Supplied material ▸
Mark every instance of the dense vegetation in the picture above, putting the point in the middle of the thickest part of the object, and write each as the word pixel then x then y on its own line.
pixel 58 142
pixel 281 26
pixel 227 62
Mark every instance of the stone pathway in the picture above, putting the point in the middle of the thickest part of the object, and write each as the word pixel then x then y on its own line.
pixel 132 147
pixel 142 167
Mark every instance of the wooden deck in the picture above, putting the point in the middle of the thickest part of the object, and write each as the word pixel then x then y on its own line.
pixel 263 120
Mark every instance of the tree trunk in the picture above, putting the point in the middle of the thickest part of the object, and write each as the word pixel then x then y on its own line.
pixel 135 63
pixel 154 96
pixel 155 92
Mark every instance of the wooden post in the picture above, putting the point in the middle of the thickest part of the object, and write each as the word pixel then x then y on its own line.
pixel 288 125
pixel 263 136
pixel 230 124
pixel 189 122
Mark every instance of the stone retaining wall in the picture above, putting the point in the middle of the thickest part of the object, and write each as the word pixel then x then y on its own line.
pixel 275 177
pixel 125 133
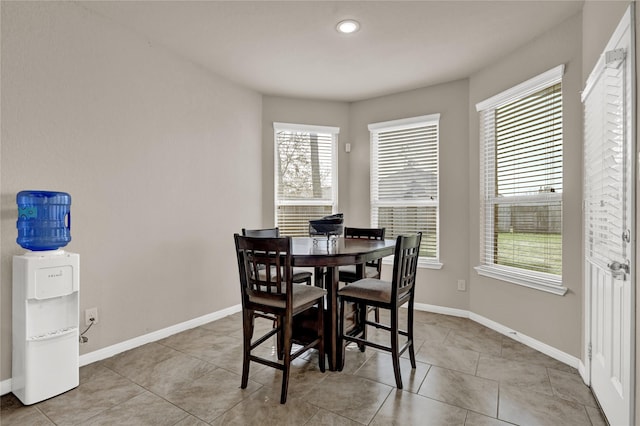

Problem description ▸
Reproduce the records verbatim, everything from their first line down to and including the line that contains "pixel 263 120".

Solved problem ▸
Mark every instance of the dense vegetation in the picture above, putting the point in the middle of the thickest part of the object, and write each as the word pixel then x then y on its own line.
pixel 58 142
pixel 281 26
pixel 227 62
Mark every instance of the stone pathway in the picture above, putting the point in the middle of the thickest part of the object, and write each as the word pixel then x then y on its own line.
pixel 132 147
pixel 142 167
Mark every instance of the wooden deck in the picture above, putting the point in the middle of the thickest part of the object, and write each as the word pixel then x then y on its own line.
pixel 263 120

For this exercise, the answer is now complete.